>>

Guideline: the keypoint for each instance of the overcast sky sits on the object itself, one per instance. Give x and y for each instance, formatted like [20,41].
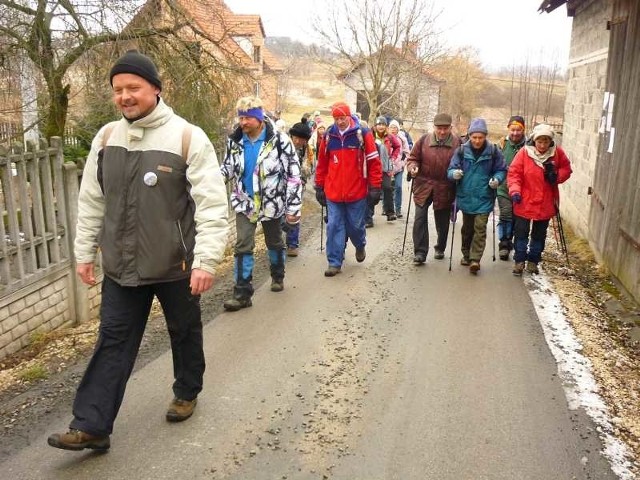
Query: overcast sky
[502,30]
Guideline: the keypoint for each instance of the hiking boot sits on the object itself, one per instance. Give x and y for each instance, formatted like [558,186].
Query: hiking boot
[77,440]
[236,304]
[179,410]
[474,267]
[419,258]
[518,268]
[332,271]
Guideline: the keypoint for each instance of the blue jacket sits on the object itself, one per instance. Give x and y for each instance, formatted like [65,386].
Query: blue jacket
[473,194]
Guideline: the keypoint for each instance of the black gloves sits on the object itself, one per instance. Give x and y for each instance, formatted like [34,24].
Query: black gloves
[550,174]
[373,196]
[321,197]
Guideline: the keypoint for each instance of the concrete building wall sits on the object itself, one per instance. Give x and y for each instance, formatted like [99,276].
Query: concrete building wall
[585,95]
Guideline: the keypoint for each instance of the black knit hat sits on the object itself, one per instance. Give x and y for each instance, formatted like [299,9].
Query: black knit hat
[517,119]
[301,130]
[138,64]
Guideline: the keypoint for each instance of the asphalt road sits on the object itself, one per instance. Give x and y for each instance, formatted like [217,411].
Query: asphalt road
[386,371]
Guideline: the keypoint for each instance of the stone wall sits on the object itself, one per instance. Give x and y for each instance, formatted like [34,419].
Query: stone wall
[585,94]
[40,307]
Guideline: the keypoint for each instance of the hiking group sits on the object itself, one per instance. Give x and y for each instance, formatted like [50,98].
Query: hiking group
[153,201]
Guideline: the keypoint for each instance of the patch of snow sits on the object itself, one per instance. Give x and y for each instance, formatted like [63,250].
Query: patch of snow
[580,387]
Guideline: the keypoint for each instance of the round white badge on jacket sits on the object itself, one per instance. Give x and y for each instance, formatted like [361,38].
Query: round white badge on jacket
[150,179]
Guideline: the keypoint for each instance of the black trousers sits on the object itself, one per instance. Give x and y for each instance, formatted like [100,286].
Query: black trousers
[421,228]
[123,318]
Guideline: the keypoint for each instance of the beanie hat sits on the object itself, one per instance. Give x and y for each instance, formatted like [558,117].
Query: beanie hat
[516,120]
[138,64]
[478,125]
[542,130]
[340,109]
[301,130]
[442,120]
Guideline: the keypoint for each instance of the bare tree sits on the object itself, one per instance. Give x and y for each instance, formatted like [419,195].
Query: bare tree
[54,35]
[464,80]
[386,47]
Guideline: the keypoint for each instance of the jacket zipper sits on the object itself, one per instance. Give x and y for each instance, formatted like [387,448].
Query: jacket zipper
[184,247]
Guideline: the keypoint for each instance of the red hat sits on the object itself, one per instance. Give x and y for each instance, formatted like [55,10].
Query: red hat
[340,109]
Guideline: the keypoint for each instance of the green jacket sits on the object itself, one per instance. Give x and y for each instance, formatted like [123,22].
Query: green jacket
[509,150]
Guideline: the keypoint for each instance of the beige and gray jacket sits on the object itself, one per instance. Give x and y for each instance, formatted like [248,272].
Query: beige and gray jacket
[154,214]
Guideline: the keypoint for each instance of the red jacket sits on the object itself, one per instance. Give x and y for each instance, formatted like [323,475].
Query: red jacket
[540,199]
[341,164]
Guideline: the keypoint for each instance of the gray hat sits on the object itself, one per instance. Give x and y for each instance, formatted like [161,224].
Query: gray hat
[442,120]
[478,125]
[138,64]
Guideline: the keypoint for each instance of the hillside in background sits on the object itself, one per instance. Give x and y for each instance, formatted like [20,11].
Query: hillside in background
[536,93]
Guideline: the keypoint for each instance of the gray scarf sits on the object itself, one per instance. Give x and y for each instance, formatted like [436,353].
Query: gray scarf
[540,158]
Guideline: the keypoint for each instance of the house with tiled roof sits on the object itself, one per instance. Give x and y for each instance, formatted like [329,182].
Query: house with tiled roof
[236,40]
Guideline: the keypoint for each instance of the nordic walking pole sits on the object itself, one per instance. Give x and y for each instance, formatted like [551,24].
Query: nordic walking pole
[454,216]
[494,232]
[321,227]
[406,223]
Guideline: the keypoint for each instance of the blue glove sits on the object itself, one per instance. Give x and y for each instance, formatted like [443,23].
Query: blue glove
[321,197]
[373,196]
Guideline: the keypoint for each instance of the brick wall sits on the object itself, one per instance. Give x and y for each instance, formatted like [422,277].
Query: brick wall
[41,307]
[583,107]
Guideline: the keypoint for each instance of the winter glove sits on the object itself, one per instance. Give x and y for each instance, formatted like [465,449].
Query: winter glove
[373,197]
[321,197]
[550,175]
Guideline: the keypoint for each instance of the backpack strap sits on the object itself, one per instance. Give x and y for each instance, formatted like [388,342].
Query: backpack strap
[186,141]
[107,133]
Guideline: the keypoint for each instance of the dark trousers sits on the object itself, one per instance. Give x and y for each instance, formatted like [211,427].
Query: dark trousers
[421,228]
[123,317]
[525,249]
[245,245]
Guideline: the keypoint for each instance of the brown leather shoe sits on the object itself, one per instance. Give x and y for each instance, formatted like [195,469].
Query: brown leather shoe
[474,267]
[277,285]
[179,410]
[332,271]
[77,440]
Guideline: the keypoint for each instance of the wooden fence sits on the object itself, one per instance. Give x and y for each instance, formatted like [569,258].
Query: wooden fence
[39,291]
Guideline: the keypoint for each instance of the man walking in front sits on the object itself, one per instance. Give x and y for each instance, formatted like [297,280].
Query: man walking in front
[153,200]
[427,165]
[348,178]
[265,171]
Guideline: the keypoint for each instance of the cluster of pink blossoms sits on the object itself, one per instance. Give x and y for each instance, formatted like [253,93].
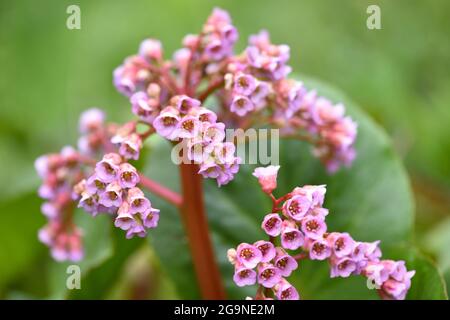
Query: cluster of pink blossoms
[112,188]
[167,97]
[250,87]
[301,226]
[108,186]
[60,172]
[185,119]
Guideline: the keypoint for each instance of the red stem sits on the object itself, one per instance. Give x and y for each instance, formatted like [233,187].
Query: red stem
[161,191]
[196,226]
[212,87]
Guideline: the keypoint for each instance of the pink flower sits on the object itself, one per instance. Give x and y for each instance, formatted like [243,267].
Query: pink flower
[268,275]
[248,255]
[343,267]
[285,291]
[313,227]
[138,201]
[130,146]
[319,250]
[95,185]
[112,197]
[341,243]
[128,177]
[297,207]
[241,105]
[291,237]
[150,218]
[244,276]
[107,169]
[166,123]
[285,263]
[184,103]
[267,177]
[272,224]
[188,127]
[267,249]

<<

→ **What the exercise asks**
Restate word for word the lines running from the first line of the material to the line containing "Guideline: the keypoint for each instance of the black gloves", inclusive, and drop every picture.

→ **Output for this task**
Guideline: the keypoint for each instance of the overcast sky sits on the object itself, one per instance. Give x and y for each instance, formatted like [20,41].
Query: overcast sky
[502,30]
Guideline: the keypoint for each instance of the hiking boot sits on the object itself, one per instance. Give x and y for each instance, formatted like [558,186].
Query: hiking boot
[77,440]
[236,304]
[179,410]
[474,267]
[419,258]
[518,268]
[332,271]
Guideline: the keypoint for each instance of the blue jacket sits on the object itself, one per instance. Give x and y for each instance, formatted like [65,386].
Query: blue jacket
[473,194]
Guideline: the keypoint for each instance of the black gloves sits on the object itself, one per instance. Give x and y for each instance, formatted like [34,24].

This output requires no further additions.